原文 —
——————————

轉義字符\(在hive+shell以及java中注意事項):正則表達式的轉義字符爲雙斜線,split函數解析也是正則

轉義字符

將後邊字符轉義,使特殊功能字符作爲普通字符處理,或者普通字符轉化爲特殊功能字符。
各個語言中都用應用,如java、python、sql、hive、shell等等。
如sql中
        "\""    
        "\'"
        "\t"
        "\n"
sql中直接輸出 
        "
        '
        tab鍵
        換行鍵

轉義字符的一般應用

"\"轉義字符放到字符前面,如java和python輸出內容用雙引號標識,雙引號中可以用轉義字符\進行轉義輸出,比如輸出雙引號
java中 system.out.print("\"")
python中 print "\""

特殊的情況 :轉義字符自身的轉義

轉義字符的特殊情況,自身的轉義,比如java有時候需要兩個轉義字符"\\",或者四個轉義字符“\\\\”。

1)java的倆種情況 
    正則表達式匹配和string的split函數
    這兩種情況中字符串包含轉義字符“\”時,需要先對轉義字符自身轉義,就是說需要兩個轉義字符“\\”。(java解析後,再有正則和split自身特定進行解析)
    而當匹配字符正斜線“\”,則需要四個轉義字符“\\\\”,因爲,首先java(編譯器?)自身先解析,轉義成兩個“\\”,再由正則或split的解析功能轉義成一個“\”,纔是最終要處理的字符。
    這是因爲解析過程需要兩次,才能在字符串中出現正斜線“\”,出現後才能轉義後面的字符。

——————————

來自資料來源的記錄
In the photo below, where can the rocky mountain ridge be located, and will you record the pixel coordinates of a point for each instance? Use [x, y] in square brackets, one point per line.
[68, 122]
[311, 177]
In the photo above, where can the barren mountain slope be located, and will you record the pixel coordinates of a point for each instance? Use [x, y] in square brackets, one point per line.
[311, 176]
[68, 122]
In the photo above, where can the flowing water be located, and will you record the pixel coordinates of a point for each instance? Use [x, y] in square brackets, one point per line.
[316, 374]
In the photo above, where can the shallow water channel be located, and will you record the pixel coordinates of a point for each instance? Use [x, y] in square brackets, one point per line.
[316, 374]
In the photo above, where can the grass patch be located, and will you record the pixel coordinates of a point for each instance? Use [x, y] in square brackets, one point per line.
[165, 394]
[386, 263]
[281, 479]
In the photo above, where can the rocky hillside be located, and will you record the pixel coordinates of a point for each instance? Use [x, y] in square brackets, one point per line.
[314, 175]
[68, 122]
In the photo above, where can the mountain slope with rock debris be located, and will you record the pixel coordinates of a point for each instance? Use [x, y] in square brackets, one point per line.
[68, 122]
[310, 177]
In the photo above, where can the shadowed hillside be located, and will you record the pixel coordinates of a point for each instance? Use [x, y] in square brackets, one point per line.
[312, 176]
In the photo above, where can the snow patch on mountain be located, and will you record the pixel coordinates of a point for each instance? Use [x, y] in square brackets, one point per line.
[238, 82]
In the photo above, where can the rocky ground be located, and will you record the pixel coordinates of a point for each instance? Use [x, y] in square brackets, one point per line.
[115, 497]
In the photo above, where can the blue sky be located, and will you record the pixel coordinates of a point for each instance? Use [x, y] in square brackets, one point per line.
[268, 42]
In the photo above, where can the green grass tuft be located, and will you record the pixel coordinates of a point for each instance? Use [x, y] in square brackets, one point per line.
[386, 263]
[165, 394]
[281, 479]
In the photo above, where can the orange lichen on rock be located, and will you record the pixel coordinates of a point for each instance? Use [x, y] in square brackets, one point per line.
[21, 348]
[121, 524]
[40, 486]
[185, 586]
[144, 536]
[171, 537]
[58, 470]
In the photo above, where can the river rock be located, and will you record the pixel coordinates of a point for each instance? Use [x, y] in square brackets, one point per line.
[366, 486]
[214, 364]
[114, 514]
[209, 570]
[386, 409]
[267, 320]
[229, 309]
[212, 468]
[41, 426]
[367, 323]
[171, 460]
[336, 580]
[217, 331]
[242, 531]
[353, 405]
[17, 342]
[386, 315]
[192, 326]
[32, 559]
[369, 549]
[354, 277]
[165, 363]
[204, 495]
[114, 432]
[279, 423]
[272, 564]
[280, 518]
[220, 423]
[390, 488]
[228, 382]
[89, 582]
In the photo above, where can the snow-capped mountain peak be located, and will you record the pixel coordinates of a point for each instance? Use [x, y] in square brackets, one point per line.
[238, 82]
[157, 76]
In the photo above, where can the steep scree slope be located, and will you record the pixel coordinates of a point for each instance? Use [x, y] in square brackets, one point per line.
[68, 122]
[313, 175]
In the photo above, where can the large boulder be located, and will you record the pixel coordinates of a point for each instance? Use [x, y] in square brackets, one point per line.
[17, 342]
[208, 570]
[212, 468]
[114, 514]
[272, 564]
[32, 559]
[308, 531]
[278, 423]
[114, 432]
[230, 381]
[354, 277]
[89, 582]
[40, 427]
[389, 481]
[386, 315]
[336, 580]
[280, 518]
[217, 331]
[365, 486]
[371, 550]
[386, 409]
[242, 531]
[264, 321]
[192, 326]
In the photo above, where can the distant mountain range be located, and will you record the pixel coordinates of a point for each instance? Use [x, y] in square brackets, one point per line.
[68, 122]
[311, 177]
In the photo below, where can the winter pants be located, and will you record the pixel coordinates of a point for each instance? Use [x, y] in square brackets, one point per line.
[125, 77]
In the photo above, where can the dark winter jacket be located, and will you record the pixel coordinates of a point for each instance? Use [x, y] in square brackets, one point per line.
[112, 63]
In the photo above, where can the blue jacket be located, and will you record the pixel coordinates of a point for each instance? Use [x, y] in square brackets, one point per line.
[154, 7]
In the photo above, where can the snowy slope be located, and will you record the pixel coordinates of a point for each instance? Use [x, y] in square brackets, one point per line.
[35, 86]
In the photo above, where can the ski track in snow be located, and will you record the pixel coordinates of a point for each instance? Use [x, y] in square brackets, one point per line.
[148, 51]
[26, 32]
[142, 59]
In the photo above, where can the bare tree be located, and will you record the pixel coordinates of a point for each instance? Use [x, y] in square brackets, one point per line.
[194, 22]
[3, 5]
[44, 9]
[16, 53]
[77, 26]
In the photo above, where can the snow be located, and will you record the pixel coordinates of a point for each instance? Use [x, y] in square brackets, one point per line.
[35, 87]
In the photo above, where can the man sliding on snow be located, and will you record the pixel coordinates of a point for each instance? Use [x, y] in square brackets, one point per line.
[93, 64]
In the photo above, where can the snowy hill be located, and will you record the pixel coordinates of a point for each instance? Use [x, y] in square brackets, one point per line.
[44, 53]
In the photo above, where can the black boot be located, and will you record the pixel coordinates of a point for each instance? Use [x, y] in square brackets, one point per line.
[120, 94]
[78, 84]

——————————

任務說明 1 —
請將關於轉義字符的原文從“轉義字符的特殊情況,自身的轉”到“split自身特定進行解析)”逐字照抄下來。
任務說明 2 —
請數出記錄中含有字串“ridge”的行共有幾行，大小寫須區分，只回答數字。
原文與記錄之間並無關聯。

參考解答 1 —
轉義字符的特殊情況,自身的轉義,比如java有時候需要兩個轉義字符"\\",或者四個轉義字符“\\\\”。

1)java的倆種情況 
    正則表達式匹配和string的split函數
    這兩種情況中字符串包含轉義字符“\”時,需要先對轉義字符自身轉義,就是說需要兩個轉義字符“\\”。(java解析後,再有正則和split自身特定進行解析)

參考解答 2 —
1